» OPDRACHT 1: Haal uit de items elke regel die de tekenreeks "shirt" bevat en neem die regels over. Hoofdletters en kleine letters tellen mee.
» OPDRACHT 2: Ga verder met het tekstfragment over vrijheid van meningsuiting, direct na de laatste zin die getoond wordt.

» TEKSTFRAGMENT:
□ □ □ □
Ik hoop dat de Belgische voetbalbond een
clausule in haar eigen reglement vindt om Standard te vervolgen. Dit heeft
namelijk niets meer met vrijheid van meningsuiting te maken. Dit is aanzetten
tot haat en dat is in een vrije, open, maar toch ook door wetten en reglementen
begrensde samenleving strafbaar. Dit heeft ook niets te maken met Charlie Hebdo,
zoals deze namiddag in de verhitte discussies in de sociale media werd
aangegeven: de cartoonisten van dat Franse blad – drie weken geleden nog
obscuur en met een zeer kleine lezersschare, nu plots het chouchou-blad van
lieden die zich voor de rest weinig inspannen om vrije meningsuiting te
verdedigen – provoceerden, balanceerden voortdurend op de dunne scheidslijn
tussen humor en wansmaak, en als dat echt moest dan kon al wie zich beledigd
voelde proberen een beroep te doen op bestaande wetten om hen aan te vechten.
Zo hoort dat in een rechtsstaat. Ik kan me voorstellen dat anderhalf miljard
moslims de Mohammedcartoons allesbehalve kunnen appreciëren, maar in een
seculiere samenleving moet het mogelijk zijn religieuze symbolen op de korrel
te nemen. Dat is een vrijheid die wij hebben verworven.

Het
woord is aan het bondsparket

Vrijheid van meningsuiting is niet onbeperkt.
Het is het bewijs van verregaande beschaving, maar er zijn grenzen, en terecht.
Als ik mijn buurman zonder reden een dief noem, kan die mij vervolgen wegens
laster en eerroof. Als ik mijn andere buurman, die van Marokkaanse origine is,
een ‘makak’ noemen, kan die mij vervolgen wegens racisme. Als ik iets zou
publiceren dat de staatsveiligheid in het gedrang brengt, kan de overheid mij
vervolgen.
□ □ □ □
» Items uit een aanwijsdataset:
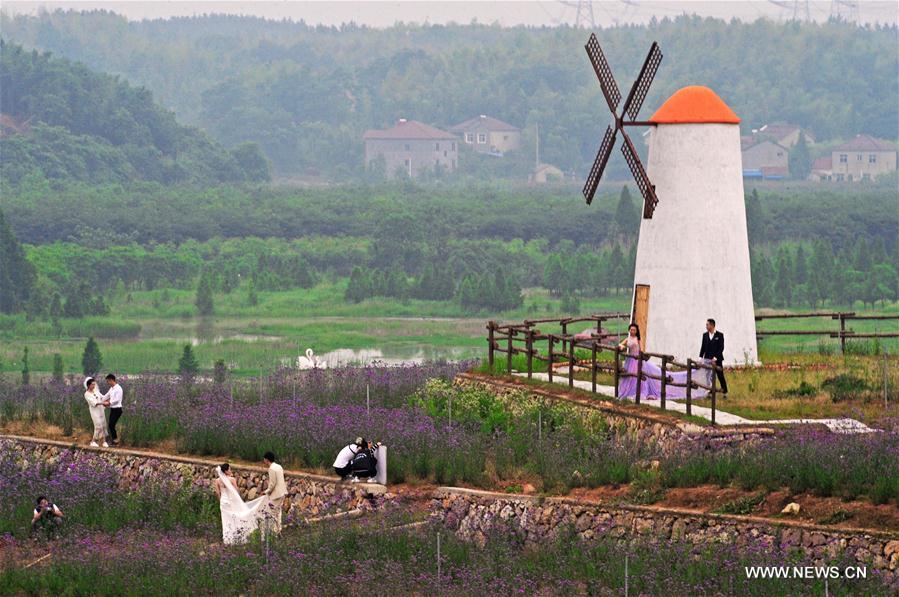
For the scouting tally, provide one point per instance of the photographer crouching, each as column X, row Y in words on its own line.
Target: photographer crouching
column 47, row 517
column 358, row 461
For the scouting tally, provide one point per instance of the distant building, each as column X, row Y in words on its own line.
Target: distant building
column 765, row 159
column 488, row 135
column 411, row 147
column 783, row 133
column 863, row 158
column 545, row 173
column 822, row 169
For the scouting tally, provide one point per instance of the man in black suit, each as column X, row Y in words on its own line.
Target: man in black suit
column 713, row 349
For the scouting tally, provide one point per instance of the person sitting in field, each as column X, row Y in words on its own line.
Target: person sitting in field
column 365, row 463
column 343, row 463
column 46, row 517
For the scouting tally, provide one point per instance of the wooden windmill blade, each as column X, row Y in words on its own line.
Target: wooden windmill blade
column 603, row 73
column 635, row 98
column 599, row 164
column 647, row 189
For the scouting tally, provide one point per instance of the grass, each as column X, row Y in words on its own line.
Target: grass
column 146, row 330
column 761, row 394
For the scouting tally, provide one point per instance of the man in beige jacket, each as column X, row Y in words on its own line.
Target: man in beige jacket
column 276, row 490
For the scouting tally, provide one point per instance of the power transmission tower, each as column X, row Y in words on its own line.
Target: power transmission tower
column 845, row 8
column 583, row 13
column 799, row 10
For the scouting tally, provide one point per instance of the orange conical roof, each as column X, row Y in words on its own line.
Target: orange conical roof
column 694, row 104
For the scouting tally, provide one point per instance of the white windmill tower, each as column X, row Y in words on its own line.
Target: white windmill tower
column 693, row 256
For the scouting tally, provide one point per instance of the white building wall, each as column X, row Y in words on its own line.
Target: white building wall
column 694, row 252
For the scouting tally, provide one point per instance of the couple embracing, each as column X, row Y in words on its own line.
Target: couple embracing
column 240, row 518
column 96, row 403
column 711, row 351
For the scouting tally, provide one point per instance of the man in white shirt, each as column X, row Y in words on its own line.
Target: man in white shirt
column 114, row 396
column 343, row 463
column 276, row 492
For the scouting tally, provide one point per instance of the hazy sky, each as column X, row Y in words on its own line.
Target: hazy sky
column 384, row 14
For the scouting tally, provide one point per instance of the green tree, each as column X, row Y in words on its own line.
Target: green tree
column 204, row 302
column 800, row 265
column 220, row 372
column 357, row 289
column 188, row 367
column 58, row 369
column 26, row 371
column 554, row 274
column 91, row 359
column 252, row 161
column 17, row 274
column 252, row 297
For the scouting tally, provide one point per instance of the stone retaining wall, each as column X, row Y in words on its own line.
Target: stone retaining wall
column 641, row 424
column 308, row 494
column 473, row 515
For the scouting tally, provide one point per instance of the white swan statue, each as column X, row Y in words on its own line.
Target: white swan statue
column 310, row 361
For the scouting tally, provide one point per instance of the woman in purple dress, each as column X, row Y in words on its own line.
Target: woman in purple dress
column 651, row 387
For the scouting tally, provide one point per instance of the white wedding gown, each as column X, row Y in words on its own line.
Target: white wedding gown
column 239, row 518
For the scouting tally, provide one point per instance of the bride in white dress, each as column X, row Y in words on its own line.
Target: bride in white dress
column 239, row 518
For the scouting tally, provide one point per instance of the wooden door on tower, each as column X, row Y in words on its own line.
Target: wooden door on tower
column 640, row 313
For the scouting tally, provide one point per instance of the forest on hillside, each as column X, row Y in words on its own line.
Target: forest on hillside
column 306, row 94
column 65, row 122
column 479, row 246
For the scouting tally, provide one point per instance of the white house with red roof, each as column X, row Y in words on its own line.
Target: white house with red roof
column 861, row 159
column 486, row 134
column 411, row 148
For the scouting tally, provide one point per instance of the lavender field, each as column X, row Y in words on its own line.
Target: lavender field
column 437, row 433
column 165, row 539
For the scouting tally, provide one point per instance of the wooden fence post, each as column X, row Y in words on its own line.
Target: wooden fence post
column 530, row 349
column 491, row 326
column 639, row 376
column 549, row 370
column 842, row 333
column 714, row 378
column 570, row 363
column 617, row 368
column 689, row 387
column 664, row 381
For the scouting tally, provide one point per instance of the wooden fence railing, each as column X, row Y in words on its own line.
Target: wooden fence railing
column 512, row 339
column 841, row 333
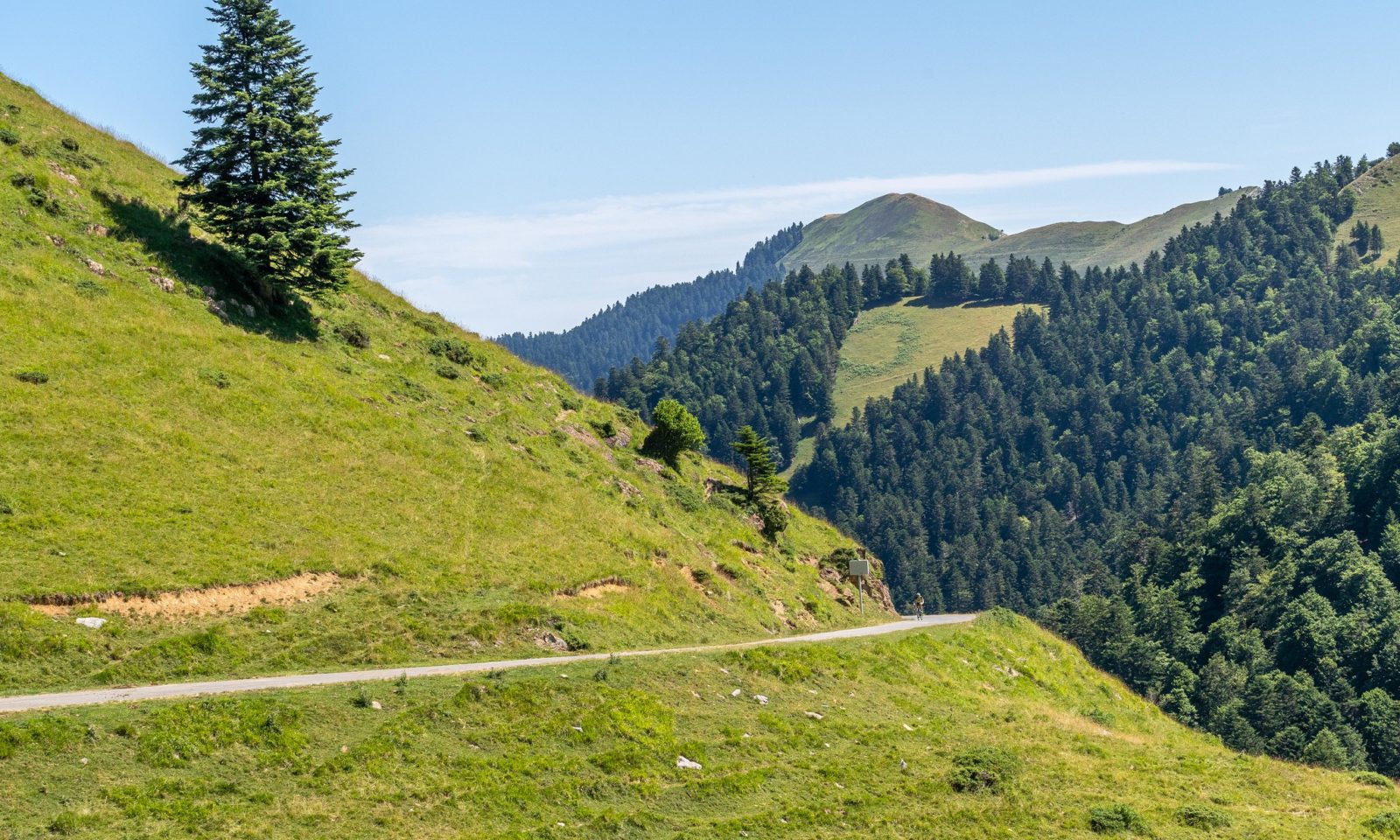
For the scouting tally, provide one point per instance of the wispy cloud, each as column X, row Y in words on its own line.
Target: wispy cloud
column 556, row 263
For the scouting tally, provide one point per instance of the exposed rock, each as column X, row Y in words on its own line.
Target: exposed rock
column 651, row 466
column 550, row 641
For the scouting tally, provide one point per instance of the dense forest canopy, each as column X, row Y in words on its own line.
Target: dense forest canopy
column 1187, row 466
column 629, row 329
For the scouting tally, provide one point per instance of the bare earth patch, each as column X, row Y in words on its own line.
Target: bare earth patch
column 200, row 602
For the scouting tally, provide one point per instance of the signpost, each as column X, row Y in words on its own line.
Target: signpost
column 860, row 569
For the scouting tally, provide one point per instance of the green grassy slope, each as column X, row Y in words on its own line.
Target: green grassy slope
column 462, row 504
column 1106, row 242
column 892, row 343
column 858, row 739
column 1378, row 202
column 886, row 228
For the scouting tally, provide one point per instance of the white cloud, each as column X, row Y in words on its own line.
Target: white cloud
column 557, row 263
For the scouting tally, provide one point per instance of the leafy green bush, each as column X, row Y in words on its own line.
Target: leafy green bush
column 1386, row 822
column 454, row 350
column 214, row 377
column 1374, row 779
column 1115, row 819
column 1203, row 816
column 984, row 769
column 354, row 333
column 88, row 287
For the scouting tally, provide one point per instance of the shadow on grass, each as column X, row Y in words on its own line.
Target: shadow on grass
column 966, row 304
column 214, row 268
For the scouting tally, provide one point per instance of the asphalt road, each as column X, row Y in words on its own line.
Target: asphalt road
column 298, row 681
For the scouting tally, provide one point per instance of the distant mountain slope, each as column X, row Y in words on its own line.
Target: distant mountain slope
column 1108, row 244
column 629, row 329
column 882, row 228
column 161, row 430
column 1378, row 202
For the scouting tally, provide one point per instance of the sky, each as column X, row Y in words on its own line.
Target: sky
column 520, row 165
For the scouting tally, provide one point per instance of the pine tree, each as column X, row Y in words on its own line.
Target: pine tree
column 261, row 175
column 760, row 466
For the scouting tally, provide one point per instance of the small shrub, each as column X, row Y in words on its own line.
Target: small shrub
column 214, row 377
column 1386, row 822
column 1115, row 819
column 606, row 429
column 454, row 350
column 1203, row 816
column 1364, row 777
column 354, row 333
column 984, row 769
column 88, row 287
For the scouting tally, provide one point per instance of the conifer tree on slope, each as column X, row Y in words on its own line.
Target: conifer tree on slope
column 261, row 175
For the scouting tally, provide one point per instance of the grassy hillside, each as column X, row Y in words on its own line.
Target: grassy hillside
column 1105, row 242
column 893, row 224
column 882, row 228
column 1378, row 202
column 163, row 430
column 892, row 343
column 875, row 738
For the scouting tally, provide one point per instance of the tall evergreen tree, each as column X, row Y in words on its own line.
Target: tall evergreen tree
column 760, row 466
column 259, row 172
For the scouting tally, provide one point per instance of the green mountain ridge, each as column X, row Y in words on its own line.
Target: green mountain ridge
column 903, row 223
column 163, row 430
column 882, row 228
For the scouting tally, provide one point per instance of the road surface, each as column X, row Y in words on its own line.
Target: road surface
column 298, row 681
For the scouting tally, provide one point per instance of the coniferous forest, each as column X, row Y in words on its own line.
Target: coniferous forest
column 1186, row 466
column 1189, row 468
column 630, row 328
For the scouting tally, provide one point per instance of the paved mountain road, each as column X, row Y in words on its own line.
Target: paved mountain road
column 298, row 681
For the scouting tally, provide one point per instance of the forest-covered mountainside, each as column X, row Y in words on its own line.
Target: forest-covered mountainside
column 882, row 228
column 401, row 490
column 630, row 328
column 991, row 730
column 1187, row 466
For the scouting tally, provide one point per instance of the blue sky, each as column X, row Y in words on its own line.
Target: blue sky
column 522, row 164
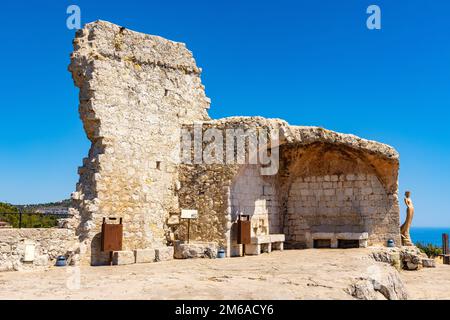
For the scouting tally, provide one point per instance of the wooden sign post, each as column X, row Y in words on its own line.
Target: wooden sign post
column 189, row 214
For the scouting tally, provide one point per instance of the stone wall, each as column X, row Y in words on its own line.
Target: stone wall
column 338, row 204
column 135, row 92
column 47, row 243
column 335, row 189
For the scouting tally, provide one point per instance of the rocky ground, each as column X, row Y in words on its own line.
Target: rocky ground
column 291, row 274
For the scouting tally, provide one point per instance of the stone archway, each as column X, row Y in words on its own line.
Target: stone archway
column 333, row 193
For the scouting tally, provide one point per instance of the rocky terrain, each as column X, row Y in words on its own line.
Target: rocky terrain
column 291, row 274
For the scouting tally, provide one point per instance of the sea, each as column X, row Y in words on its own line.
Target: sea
column 426, row 235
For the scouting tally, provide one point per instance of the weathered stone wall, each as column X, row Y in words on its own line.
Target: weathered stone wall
column 326, row 182
column 135, row 92
column 48, row 244
column 345, row 203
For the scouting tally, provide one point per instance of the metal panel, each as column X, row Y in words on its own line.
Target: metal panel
column 244, row 231
column 112, row 235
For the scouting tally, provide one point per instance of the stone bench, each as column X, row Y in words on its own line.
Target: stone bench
column 334, row 238
column 265, row 243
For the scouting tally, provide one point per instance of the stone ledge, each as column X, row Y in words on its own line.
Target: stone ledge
column 145, row 255
column 120, row 258
column 270, row 238
column 195, row 250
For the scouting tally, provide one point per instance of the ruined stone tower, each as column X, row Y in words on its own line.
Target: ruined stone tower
column 135, row 92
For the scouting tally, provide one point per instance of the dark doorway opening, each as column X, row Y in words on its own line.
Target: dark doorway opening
column 322, row 243
column 348, row 244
□ □ □ □
» SCHRIFTELIJK ANTWOORD 1:
For the scouting tally, provide one point per instance of the man in white shirt, each as column X, row Y in words on its own line.
Target: man in white shirt

» SCHRIFTELIJK ANTWOORD 2:
Die supporters van Standard zijn helemaal niet
‘Charlie’. Ze verwarren vrijheid van meningsuiting met de waanidee dat ze
zonder pardon haat mogen zaaien. De daders – de makers van de tifo – vervolgen
wordt zeer moeilijk. Er zal dus geen gewoon juridisch staartje aan deze
wansmaak komen. Het zij zo, laten we het dan toch maar houden op een hele brede
interpretatie van de vrije meningsuiting. Maar aangezien Standard de
organiserende club was van deze wedstrijd, moet het perfect mogelijk zijn om de
club voor een sportief rechtsorgaan te vervolgen.

Flash forward
naar wat komen gaat. Een fikse boete en een of
meerdere wedstrijden achter gesloten deuren moeten spelen, zou een gepaste
straf zijn voor een club als Standard, die al eerder flirtte met zulke strenge
en financieel verreikende straffen. Eerder dit seizoen werd ook de wedstrijd
tegen Zulte Waregem al onderbroken omdat er stoeltjes op het terrein werden
gegooid. Supportersgeweld is nooit ver weg op Sclessin.

Voorwaarde voor een serene en toch kordate
uitspraak is dat de rechtsorganen van de voetbalbond zich nu weer niet verslikken
in hun dadendrang en de hele zaak eerst rustig juridisch bestuderen, om dan met
goede en sluitende argumenten naar voor te komen.